## Challenge 1
Please state how many lines of the records contain the string "face", counting only matches with the same case.

## Text segment

++++++

Full brothers Tenaz, almost a yearling, left, and Sage, almost 2, right.
Here’s the rest of that story:
“Reading” stud pile messages. Iya in the background.
Mahogany (bay) and Sudance. SunD stays close to her to ward off Aspen. Mahogany is in much better shape this year after a year’s rest from raising a foal.
Mahogany is the dam of Baylee (almost 4), Pinon (almost 3) and Sable (almost 2). Bayles is with Hollywood; Pinon and Sable are with Hook. She should be due in May.
Aspen with Round Top in the background. See the road? It ends just above the curve you can see. That’s where I parked the day before and walked around the west side (to the right) and came back to the Jeep from the east side (left). Seven’s and Bruiser were “behind” it on the leftish side – basically southeastish.
I’m positive Iya is pregnant.
Baylee sure doesn’t look pregnant …
Watching me carefully while she rubs an itch using that greasewood! (Check out her lip!)
What do YOU think?
Straight-on of Baylee …
Straight-on of Iya.
Hang in there, mama Piedra. Only about another month for you.
If she’s as consistent as she was with Sage and Tenaz, she’s due around the end of April.
Sundance – check out that groovy, wavy mane.
Camouflage, naturally. (Did anyone see him in one of the pix above of Baylee?)
As he grows up, he reminds me more of Chrome in his carriage.
Comanche
I had been photographing Sage and Tenaz playing over the stud pile when I noticed ‘Nona moseying in our direction. Hollywood’s had spread out grazing, but Tenaz was lingering even after Sage had wandered off. Oh, sly boy, I wonder why? 🙂
Winona walking down into the shallow arroyo. Sure-footed and beautiful.
Earlier, Tenaz sticking to big brother.
Big trot …
Do you see the future? Mr. Tenaz guarding his family? Brother Sage and auntie Iya in the background.
Watching daddy Hollywood, who hadn’t yet crossed the arroyo. Don’t you see Hollywood in this boy?
Curious George, err, I mean Tenaz. 🙂
I went on up the hill to watch them, and Mahogany and SunD came up and past me again … Lack of golden sunshine didn’t diminish the beauty of the basin.
Someone in Telluride asked me (basically): Of all the wonderful places in the West that are loved and cherished and protected and should be protected, what’s so special about Spring Creek Basin?
An innocent question (I think … I hope) … one whose answers completely undid me.
“It’s magic,” I finally managed. I can’t remember what else I said through my tear-choked throat.
Is magic enough? To protect this place that most would see as empty, desolate, scrubby and lonesome and well off anyone’s definition of a beaten track?

++++++

Position annotation records:

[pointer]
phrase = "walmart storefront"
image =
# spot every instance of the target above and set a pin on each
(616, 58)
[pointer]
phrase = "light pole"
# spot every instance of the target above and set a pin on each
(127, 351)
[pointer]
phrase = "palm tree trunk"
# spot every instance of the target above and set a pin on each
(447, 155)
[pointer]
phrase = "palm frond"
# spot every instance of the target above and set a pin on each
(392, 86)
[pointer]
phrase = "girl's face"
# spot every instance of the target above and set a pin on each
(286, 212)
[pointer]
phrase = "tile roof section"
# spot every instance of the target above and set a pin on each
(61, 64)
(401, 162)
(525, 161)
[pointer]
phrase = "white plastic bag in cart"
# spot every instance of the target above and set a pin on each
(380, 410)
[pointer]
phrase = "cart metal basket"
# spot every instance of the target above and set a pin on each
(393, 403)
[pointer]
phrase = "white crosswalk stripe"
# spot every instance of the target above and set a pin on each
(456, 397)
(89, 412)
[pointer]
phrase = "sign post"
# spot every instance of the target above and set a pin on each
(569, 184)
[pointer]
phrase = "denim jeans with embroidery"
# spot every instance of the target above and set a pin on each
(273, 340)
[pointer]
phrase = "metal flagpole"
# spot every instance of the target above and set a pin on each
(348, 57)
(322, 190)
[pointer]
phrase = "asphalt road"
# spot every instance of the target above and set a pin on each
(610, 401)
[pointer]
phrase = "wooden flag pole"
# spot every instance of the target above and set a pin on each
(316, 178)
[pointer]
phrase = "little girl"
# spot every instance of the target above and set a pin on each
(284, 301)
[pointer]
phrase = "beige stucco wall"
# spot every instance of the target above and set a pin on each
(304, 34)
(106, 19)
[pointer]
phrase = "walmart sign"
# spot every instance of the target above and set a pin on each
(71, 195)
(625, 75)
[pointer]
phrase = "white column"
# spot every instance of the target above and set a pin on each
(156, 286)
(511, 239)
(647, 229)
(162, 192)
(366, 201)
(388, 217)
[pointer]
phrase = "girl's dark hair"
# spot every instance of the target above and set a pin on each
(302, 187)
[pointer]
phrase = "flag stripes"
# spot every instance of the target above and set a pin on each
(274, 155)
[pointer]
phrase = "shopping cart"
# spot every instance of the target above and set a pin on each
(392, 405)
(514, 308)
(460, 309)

++++++

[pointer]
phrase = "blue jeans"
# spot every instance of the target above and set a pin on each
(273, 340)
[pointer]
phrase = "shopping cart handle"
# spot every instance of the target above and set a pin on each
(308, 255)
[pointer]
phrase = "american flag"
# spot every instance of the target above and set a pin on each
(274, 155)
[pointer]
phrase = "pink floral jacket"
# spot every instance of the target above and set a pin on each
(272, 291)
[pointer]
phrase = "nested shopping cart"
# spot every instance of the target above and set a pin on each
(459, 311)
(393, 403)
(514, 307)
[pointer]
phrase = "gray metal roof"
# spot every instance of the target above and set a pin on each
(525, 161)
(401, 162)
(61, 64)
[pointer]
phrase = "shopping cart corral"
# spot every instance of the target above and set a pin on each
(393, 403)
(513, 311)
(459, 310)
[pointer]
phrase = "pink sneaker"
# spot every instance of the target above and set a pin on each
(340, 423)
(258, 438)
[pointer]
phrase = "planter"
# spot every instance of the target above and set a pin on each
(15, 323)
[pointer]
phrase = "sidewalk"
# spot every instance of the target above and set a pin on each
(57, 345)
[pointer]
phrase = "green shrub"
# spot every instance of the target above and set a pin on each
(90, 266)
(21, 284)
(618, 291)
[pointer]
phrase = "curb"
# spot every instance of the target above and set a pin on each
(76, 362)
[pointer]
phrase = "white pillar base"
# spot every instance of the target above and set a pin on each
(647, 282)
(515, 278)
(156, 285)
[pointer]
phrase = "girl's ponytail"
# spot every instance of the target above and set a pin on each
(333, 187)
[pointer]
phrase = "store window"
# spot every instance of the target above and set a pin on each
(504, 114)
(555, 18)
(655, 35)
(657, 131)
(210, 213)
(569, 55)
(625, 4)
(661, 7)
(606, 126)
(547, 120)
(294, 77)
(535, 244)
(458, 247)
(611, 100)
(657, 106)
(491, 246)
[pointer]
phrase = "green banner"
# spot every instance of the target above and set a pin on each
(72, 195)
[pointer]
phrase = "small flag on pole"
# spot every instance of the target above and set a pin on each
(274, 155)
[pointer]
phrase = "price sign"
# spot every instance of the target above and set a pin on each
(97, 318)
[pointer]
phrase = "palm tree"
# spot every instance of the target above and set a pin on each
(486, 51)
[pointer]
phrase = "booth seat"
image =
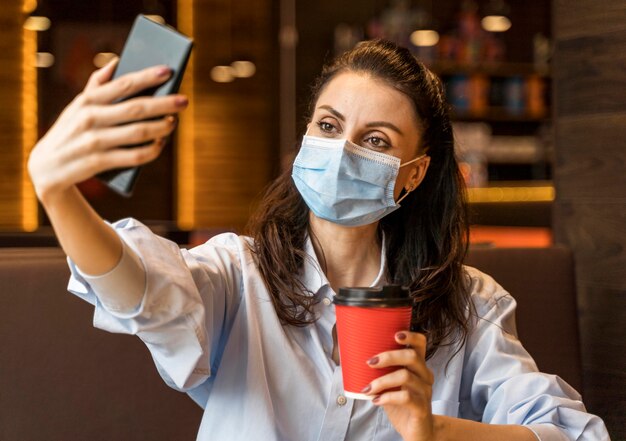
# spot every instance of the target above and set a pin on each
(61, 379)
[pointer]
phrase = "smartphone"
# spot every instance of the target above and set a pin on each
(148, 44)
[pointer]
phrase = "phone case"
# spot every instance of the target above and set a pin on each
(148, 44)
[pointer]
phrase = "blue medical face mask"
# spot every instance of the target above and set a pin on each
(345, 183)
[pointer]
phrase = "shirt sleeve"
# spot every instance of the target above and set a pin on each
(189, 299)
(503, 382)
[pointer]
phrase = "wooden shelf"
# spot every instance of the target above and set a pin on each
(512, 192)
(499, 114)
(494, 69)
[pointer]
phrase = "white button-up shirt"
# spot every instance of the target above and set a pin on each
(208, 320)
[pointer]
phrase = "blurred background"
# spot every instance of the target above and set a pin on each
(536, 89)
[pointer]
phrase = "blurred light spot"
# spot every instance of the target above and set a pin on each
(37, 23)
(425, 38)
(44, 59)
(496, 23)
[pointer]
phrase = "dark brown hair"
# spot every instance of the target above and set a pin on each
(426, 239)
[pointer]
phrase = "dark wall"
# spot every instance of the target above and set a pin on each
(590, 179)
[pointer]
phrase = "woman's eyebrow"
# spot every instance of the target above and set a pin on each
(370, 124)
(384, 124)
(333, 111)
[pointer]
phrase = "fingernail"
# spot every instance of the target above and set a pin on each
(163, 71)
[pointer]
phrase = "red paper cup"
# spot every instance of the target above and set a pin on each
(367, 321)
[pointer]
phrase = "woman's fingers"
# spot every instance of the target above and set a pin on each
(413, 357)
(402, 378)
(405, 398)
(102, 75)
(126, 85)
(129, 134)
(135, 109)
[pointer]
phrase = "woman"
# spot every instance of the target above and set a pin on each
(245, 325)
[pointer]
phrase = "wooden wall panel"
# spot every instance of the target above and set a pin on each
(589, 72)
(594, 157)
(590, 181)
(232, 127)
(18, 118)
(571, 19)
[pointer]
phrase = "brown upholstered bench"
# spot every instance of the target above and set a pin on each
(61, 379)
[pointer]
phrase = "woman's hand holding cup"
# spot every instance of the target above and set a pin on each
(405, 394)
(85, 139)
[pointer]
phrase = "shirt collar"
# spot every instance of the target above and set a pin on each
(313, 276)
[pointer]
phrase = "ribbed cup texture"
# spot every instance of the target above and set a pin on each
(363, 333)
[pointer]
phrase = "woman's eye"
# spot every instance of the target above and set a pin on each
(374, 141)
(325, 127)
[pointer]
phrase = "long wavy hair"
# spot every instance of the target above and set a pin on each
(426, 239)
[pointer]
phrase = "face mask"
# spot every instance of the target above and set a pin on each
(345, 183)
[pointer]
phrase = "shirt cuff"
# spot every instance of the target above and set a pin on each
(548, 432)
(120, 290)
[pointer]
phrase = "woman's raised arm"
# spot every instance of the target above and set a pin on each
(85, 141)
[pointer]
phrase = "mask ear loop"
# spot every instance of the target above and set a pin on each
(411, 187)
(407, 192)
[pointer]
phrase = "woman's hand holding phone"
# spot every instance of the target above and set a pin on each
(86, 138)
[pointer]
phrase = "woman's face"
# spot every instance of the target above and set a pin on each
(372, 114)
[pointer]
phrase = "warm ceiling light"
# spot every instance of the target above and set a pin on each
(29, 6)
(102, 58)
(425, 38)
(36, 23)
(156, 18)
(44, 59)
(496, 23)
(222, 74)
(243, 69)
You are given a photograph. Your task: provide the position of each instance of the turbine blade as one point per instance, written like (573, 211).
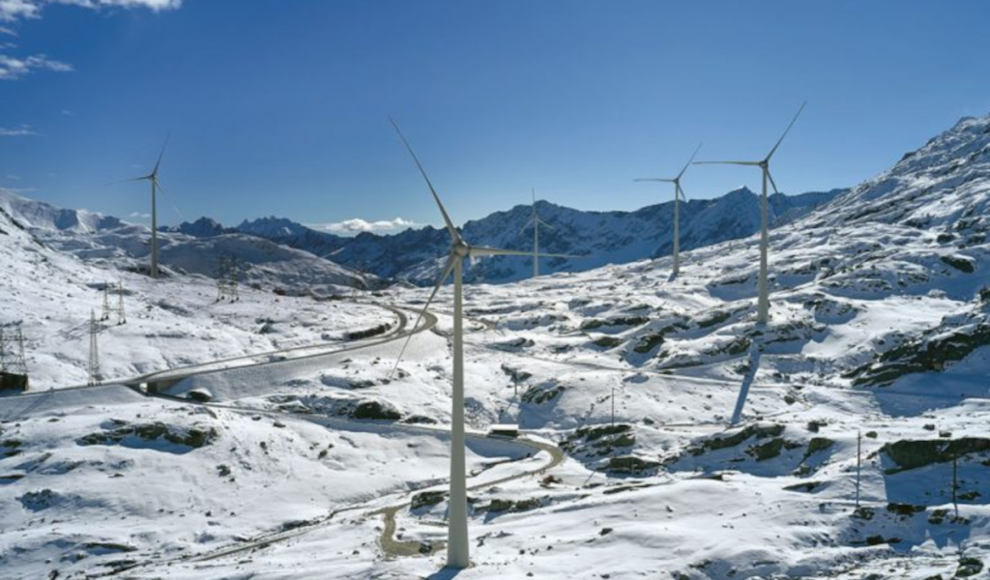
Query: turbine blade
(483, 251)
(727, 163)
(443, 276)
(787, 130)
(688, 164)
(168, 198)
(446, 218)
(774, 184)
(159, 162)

++++++

## Challenge 2
Summarize the text about the Spring Creek Basin horses in two sentences.

## Complete answer 1
4

## Complete answer 2
The text follows several horses in Spring Creek Basin, noting that Mahogany should be due in May, Piedra around the end of April, and that the writer is positive Iya is pregnant while Baylee doesn't look it. It closes with someone in Telluride asking what is so special about Spring Creek Basin, and the writer finally answering, "It's magic."